***** Working data

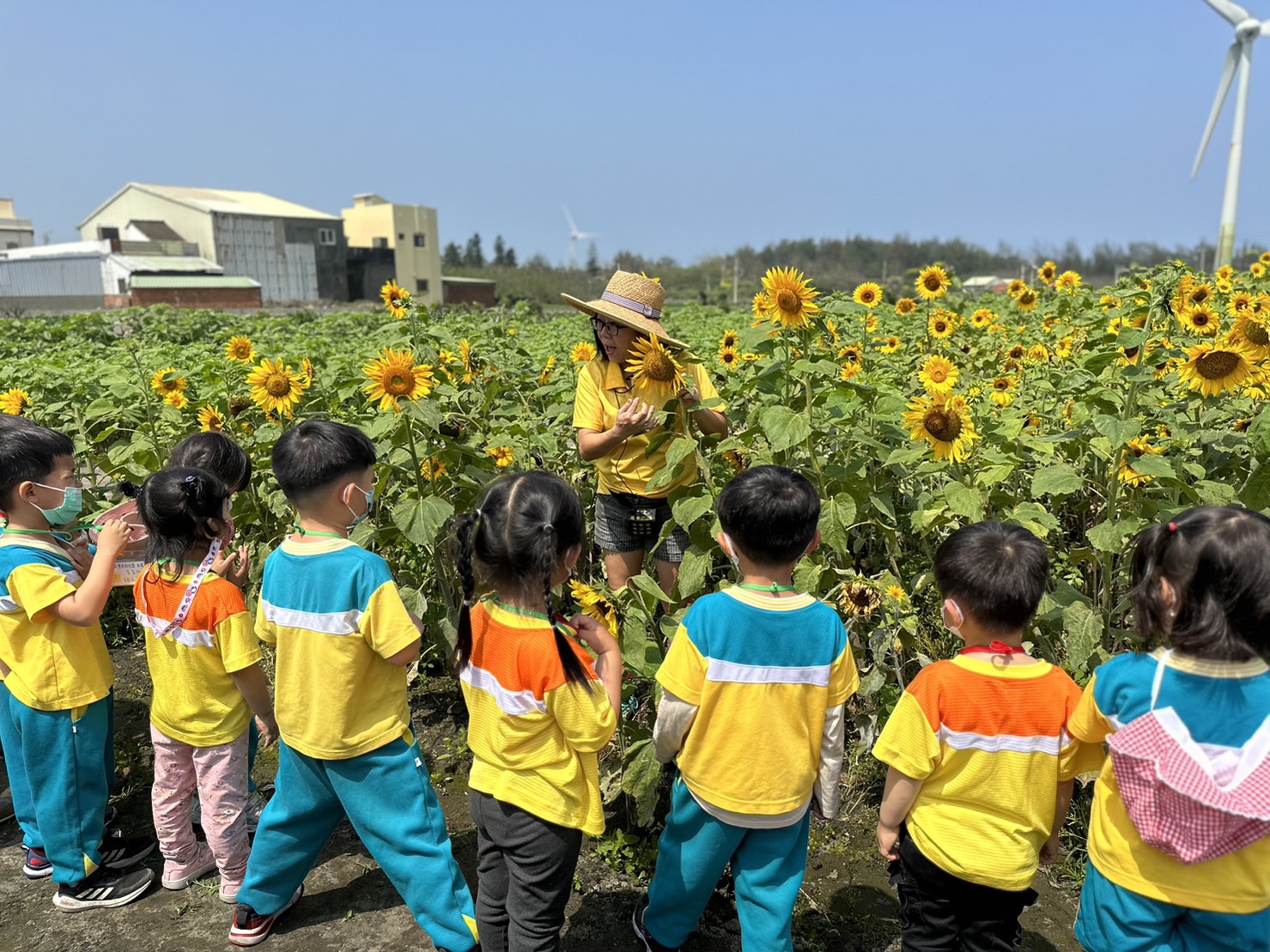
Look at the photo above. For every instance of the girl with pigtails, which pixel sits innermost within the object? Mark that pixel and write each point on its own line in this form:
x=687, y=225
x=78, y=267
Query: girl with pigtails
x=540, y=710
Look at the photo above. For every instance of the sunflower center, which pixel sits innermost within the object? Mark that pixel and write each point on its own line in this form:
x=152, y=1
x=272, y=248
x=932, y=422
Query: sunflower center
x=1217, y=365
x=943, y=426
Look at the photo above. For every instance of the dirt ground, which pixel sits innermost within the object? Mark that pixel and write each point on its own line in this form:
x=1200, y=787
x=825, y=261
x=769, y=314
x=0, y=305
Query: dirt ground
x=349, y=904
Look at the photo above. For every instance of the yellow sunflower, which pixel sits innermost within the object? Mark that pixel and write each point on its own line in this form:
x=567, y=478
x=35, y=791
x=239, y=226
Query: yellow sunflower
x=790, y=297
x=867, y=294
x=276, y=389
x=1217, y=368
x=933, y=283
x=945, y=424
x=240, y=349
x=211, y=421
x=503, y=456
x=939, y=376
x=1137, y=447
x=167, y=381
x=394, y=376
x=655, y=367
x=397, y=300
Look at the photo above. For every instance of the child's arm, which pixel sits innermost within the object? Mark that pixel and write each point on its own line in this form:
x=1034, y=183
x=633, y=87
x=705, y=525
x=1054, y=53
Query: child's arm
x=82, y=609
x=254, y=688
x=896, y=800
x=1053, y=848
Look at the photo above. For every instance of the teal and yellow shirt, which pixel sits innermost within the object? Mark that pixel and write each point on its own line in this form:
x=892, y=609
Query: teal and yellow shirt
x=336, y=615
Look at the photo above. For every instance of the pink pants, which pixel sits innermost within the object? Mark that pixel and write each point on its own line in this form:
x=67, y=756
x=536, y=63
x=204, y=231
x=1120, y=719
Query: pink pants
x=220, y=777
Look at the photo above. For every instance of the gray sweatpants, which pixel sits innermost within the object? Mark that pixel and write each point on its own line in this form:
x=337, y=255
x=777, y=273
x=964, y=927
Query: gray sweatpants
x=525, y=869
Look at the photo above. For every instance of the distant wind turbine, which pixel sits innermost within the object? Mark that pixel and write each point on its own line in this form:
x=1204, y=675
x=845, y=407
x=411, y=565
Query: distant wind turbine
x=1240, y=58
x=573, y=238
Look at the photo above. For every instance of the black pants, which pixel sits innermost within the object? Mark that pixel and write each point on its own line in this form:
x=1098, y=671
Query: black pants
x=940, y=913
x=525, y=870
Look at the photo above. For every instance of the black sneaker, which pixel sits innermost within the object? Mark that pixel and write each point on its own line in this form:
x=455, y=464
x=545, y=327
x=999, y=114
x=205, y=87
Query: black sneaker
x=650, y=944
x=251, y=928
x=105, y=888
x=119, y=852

**********

▶ **Stated problem**: Retype all of the records above word for word, leaving the pictures out of your copy.

▶ **Problem solution**:
Look at the photo above. For every instance of the girl with pigtails, which pixel sits innermost within the object? Mark that pixel and write each point on its own line in this form:
x=687, y=225
x=78, y=267
Query: girl with pigtails
x=540, y=710
Look at the photo above. For every instance of the sunflower center, which pixel sits innermost within the object? Mark that pixel and write each point on its own line in this form:
x=152, y=1
x=272, y=248
x=932, y=422
Query: sunflower center
x=1217, y=365
x=943, y=426
Look at the photo above. For every instance of the dirt ground, which pixel sits innermost within the object? Mark that pixel and write each point on its own line in this form:
x=1200, y=787
x=825, y=261
x=769, y=314
x=0, y=305
Query: dirt ground
x=349, y=904
Look at the photo above. For every instance of the yellow sunflower, which pixel sits innermost within the object? Mark that pixel and write each point on its own line in this form:
x=567, y=478
x=35, y=791
x=239, y=226
Query: yellow sunflower
x=790, y=297
x=867, y=294
x=276, y=389
x=1217, y=368
x=933, y=283
x=945, y=424
x=240, y=349
x=211, y=421
x=503, y=456
x=939, y=376
x=1137, y=447
x=167, y=381
x=394, y=376
x=655, y=367
x=397, y=300
Look at the photo above. For every instance of the child's arm, which pixel sits innermost within the object? Mark that pixel and write each point on its own line in this form:
x=1034, y=183
x=633, y=87
x=705, y=525
x=1054, y=53
Query: child's arm
x=82, y=609
x=254, y=688
x=896, y=800
x=1053, y=848
Look at the photo above. For every instance of the teal and yellow shirt, which pixel sits innermost within the object? Mark that pixel and write each point on its own line in this form:
x=892, y=609
Query: teal and yellow shirt
x=336, y=615
Look at the photo above. For every instance of the pink pants, which pixel sits innermost within the object? Mark that pixel and write each point on its own line in this form:
x=67, y=756
x=536, y=63
x=204, y=231
x=1120, y=719
Query: pink pants
x=220, y=777
Look at the photo above. For every instance of the gray sweatpants, which pixel sits innermost within the object? Mark that pixel and write each point on its own line in this form:
x=337, y=255
x=777, y=273
x=964, y=927
Query: gray sweatpants
x=525, y=869
Look at the photo above. For every instance of the distant wind turbine, which pixel sits innermost within the object? Mark that pixel and write each point on its own line in this form:
x=1204, y=675
x=845, y=407
x=411, y=565
Query: distant wind turbine
x=1240, y=58
x=573, y=238
Look at the photo above. For every instance of the black pants, which pixel sits innermost within the object? Mark that pixel and write each point on its own line in this form:
x=1098, y=671
Query: black pants
x=940, y=913
x=525, y=870
Look at the photo above. For every instance of the black sneaker, which pixel sits innermost within the object? Mark that pixel and write each point on its own line in this form:
x=455, y=464
x=545, y=327
x=999, y=114
x=205, y=87
Query: black sneaker
x=650, y=944
x=251, y=928
x=105, y=888
x=119, y=852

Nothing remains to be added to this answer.